[[ Material for this exercise, beginning ]]

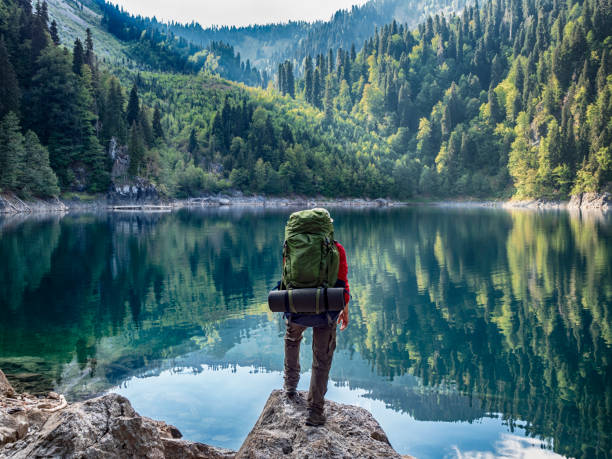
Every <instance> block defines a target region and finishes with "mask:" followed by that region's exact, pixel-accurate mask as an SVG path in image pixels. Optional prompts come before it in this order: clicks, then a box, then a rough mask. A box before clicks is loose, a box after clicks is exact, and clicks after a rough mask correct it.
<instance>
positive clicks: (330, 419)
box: [0, 370, 410, 459]
mask: <svg viewBox="0 0 612 459" xmlns="http://www.w3.org/2000/svg"><path fill="white" fill-rule="evenodd" d="M300 395H301V396H300V397H298V399H297V400H296V401H289V400H288V399H287V398H286V397H285V396H284V394H283V392H282V391H278V390H276V391H273V392H272V394H271V395H270V398H269V399H268V402H267V403H266V405H265V407H264V409H263V412H262V414H261V416H260V418H259V420H258V421H257V423H256V424H255V427H254V428H253V430H252V431H251V433H250V434H249V435H248V437H247V439H246V440H245V442H244V443H243V445H242V447H241V448H240V450H239V451H238V452H235V451H230V450H226V449H222V448H216V447H213V446H209V445H205V444H202V443H195V442H190V441H186V440H182V439H181V433H180V431H179V430H178V429H177V428H176V427H174V426H171V425H168V424H166V423H165V422H162V421H155V420H153V419H149V418H146V417H143V416H140V415H139V414H138V413H136V411H134V409H133V408H132V406H131V405H130V402H129V401H128V400H127V399H126V398H125V397H122V396H120V395H117V394H108V395H104V396H102V397H97V398H93V399H91V400H87V401H84V402H77V403H72V404H69V403H67V402H66V400H65V399H64V397H63V396H61V395H57V394H55V393H50V394H49V395H48V396H46V397H43V398H38V397H33V396H31V395H28V394H17V393H15V391H14V389H13V388H12V387H11V385H10V384H9V382H8V381H7V379H6V377H5V376H4V373H2V371H1V370H0V457H7V458H28V457H63V458H77V457H78V458H80V457H87V458H103V457H147V458H210V459H224V458H225V459H227V458H262V459H263V458H266V459H267V458H272V457H274V458H276V457H279V458H280V457H287V458H298V457H299V458H315V457H316V458H366V457H367V458H378V457H380V458H383V457H384V458H401V457H404V458H408V457H410V456H400V455H399V454H398V453H397V452H395V450H393V448H392V447H391V445H390V444H389V440H388V439H387V436H386V435H385V433H384V431H383V430H382V428H381V427H380V425H379V424H378V423H377V422H376V420H375V419H374V418H373V417H372V415H371V414H370V413H369V412H368V411H367V410H365V409H363V408H358V407H355V406H349V405H342V404H339V403H334V402H327V407H326V414H327V417H328V421H327V423H326V424H325V426H323V427H307V426H305V425H304V419H305V416H306V405H305V398H306V394H305V393H301V394H300Z"/></svg>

[[ Material for this exercise, end ]]

• What you have to do:
Set down again, exactly, the lines of the material above from its first line to the one with "positive clicks: (330, 419)", inclusive. Leave the pictures out.

• Response below:
Every <instance> block defines a target region and finishes with "mask:" followed by that region's exact, pixel-accurate mask as an SVG path in image pixels. Optional prompts come before it in this order: clicks, then a box, then a rough mask. A box before clicks is loose, a box after clicks is exact, and clicks after a rough mask correct it.
<instance>
positive clicks: (330, 419)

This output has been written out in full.